Requirement:
Copy word for word the part of the text on the sanctions against Iraq that runs from "And that was" up to and including "making chemical weapons.)".

Text block:
──────────────────────────────

Christian Aid observed in 2000,
The immediate consequence of eight years of sanctions has been a dramatic fall in living standards, the collapse of the infrastructure, and a serious decline in the availability of public services. The longer-term damage to the fabric of society has yet to be assessed but economic disruption has already led to heightened levels of crime, corruption and violence. Competition for increasingly scarce resources has allowed the Iraqi state to use clan and sectarian rivalries to maintain its control, further fragmenting Iraqi society.
And that was before intensification of bombing and the tightening of already harsh controls on imports. These included six-month examinations of requests for importing such things as medical prescription drugs and substances required for water purification. By the time of approval (if given), most drugs were useless and thus dangerous, which may have been the intention. (Such things as aspirin and other pain-relievers were said to be ingredients for making chemical weapons.)
There were some principled people who went public about the appalling human crisis inflicted on Iraq by the United States and its British ally. Dennis Halliday, who was head of the UN’s humanitarian program in Iraq, resigned in protest, as did his successor, Hans von Sponeck. They wrote,
The death of some 5-6,000 children a month is mostly due to contaminated water, lack of medicines and malnutrition. The US and UK governments’ delayed clearance of equipment and materials is responsible for this tragedy, not Baghdad.
Their statement was blunt, to the point, and accurate — and completely ignored by the barbarians who considered the deaths of hundreds of thousands of children was “a price that was worth it.” The only honorable officials in the entire squalid sanctions horror were Halliday and von Sponeck, but of course they were reviled by those who knew well what effect the cruel sanctions would have and were having.

──────────────────────────────

Data shown:
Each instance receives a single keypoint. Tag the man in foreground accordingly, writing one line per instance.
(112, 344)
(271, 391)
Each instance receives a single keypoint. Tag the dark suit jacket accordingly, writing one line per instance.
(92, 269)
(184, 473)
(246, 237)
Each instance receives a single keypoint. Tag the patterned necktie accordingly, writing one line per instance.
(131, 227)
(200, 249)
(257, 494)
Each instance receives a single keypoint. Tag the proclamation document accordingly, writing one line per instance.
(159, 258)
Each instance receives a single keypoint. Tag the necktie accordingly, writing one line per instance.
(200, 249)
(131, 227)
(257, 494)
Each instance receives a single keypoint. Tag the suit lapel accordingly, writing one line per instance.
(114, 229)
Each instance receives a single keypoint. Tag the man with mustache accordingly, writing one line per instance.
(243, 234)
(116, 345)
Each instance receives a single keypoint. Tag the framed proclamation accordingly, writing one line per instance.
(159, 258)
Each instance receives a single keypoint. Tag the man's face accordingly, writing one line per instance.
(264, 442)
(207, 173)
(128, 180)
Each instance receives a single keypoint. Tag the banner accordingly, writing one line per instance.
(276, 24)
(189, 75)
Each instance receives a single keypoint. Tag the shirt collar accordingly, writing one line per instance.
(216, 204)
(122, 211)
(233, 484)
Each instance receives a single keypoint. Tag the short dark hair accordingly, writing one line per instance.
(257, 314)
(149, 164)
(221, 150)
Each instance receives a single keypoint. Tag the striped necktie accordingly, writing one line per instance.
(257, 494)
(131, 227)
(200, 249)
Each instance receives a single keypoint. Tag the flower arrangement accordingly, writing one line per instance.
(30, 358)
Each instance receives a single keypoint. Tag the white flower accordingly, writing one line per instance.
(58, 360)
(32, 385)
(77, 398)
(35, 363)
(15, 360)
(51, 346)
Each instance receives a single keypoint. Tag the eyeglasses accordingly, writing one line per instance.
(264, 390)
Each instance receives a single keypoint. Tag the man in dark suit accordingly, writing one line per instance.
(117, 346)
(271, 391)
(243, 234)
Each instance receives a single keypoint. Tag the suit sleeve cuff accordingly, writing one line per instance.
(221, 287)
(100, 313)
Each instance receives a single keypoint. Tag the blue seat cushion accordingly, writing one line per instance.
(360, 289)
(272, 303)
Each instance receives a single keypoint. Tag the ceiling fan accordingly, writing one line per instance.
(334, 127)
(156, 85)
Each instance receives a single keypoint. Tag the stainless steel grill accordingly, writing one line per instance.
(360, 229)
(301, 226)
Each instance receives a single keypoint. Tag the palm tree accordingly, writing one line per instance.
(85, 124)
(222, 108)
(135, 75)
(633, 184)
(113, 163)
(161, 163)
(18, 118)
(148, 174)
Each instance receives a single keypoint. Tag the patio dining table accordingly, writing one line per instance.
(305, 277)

──────────────────────────────

Reply:
And that was before intensification of bombing and the tightening of already harsh controls on imports. These included six-month examinations of requests for importing such things as medical prescription drugs and substances required for water purification. By the time of approval (if given), most drugs were useless and thus dangerous, which may have been the intention. (Such things as aspirin and other pain-relievers were said to be ingredients for making chemical weapons.)